▸ **Exercise brief**: Exactly the line that contains "positive clicks: (488, 94) (428, 116)" and the lines following it to the end of the data are to be reproduced, and nothing more.

(Dataset entries)
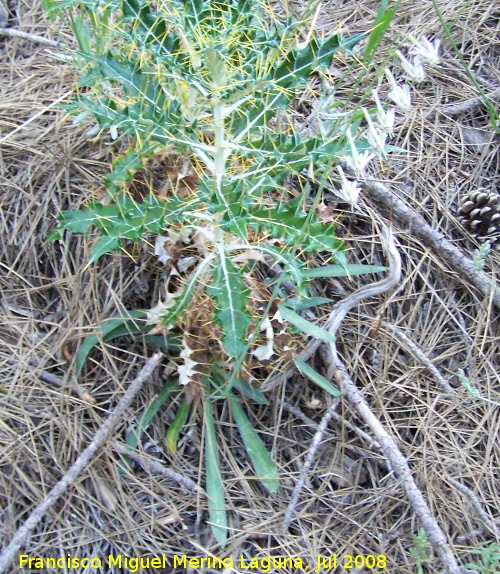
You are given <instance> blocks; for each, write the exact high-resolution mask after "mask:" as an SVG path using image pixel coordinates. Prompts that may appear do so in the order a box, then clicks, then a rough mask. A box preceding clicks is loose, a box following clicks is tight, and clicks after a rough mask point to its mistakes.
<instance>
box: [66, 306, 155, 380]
mask: <svg viewBox="0 0 500 574" xmlns="http://www.w3.org/2000/svg"><path fill="white" fill-rule="evenodd" d="M145 316H146V312H145V311H128V312H127V315H126V316H119V317H112V318H111V319H107V320H106V321H103V322H102V323H101V325H100V326H99V332H98V334H97V335H89V336H88V337H85V339H84V340H83V342H82V344H81V345H80V347H79V349H78V353H77V354H76V361H75V377H76V378H78V377H79V376H80V373H81V371H82V368H83V365H84V364H85V361H86V360H87V357H88V355H89V353H90V351H91V350H92V349H93V348H94V347H95V346H96V345H97V344H98V343H99V342H100V341H103V342H106V341H110V340H111V339H113V338H115V337H120V336H123V335H124V334H129V335H134V334H136V333H144V332H147V331H150V330H151V325H146V323H145V322H143V321H134V319H143V318H144V317H145ZM123 328H124V329H126V333H124V332H123V330H122V329H123Z"/></svg>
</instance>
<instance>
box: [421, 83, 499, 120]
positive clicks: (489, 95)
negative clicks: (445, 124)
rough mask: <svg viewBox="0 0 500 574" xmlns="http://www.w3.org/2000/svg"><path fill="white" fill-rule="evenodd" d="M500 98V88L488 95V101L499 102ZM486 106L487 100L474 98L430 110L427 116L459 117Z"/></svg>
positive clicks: (488, 94) (428, 116)
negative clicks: (460, 115)
mask: <svg viewBox="0 0 500 574" xmlns="http://www.w3.org/2000/svg"><path fill="white" fill-rule="evenodd" d="M499 98H500V88H498V89H497V90H494V91H493V92H491V93H490V94H486V99H488V100H493V101H495V100H498V99H499ZM482 104H484V105H486V102H485V98H484V97H483V96H478V97H477V98H472V99H471V100H466V101H465V102H460V103H459V104H452V105H450V106H444V107H443V108H437V109H435V110H429V112H427V113H426V114H425V117H426V118H433V117H434V116H435V115H436V114H442V115H443V116H458V115H459V114H462V113H463V112H467V111H469V110H472V109H474V108H477V107H478V106H480V105H482Z"/></svg>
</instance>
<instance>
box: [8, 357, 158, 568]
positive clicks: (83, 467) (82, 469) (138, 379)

▸ **Response to this task**:
positive clicks: (488, 94) (428, 116)
negative clicks: (460, 115)
mask: <svg viewBox="0 0 500 574" xmlns="http://www.w3.org/2000/svg"><path fill="white" fill-rule="evenodd" d="M499 98H500V88H498V89H497V90H494V91H493V92H491V93H490V94H486V99H488V100H493V101H495V100H498V99H499ZM482 104H484V105H486V102H485V98H484V97H483V96H478V97H477V98H472V99H471V100H466V101H465V102H460V103H459V104H452V105H450V106H444V107H443V108H437V109H435V110H429V112H427V113H426V114H425V117H426V118H433V117H434V116H435V115H436V114H442V115H443V116H458V115H459V114H462V113H463V112H467V111H469V110H472V109H474V108H477V107H478V106H480V105H482Z"/></svg>
</instance>
<instance>
box: [8, 357, 158, 568]
positive clicks: (83, 467) (82, 469) (138, 379)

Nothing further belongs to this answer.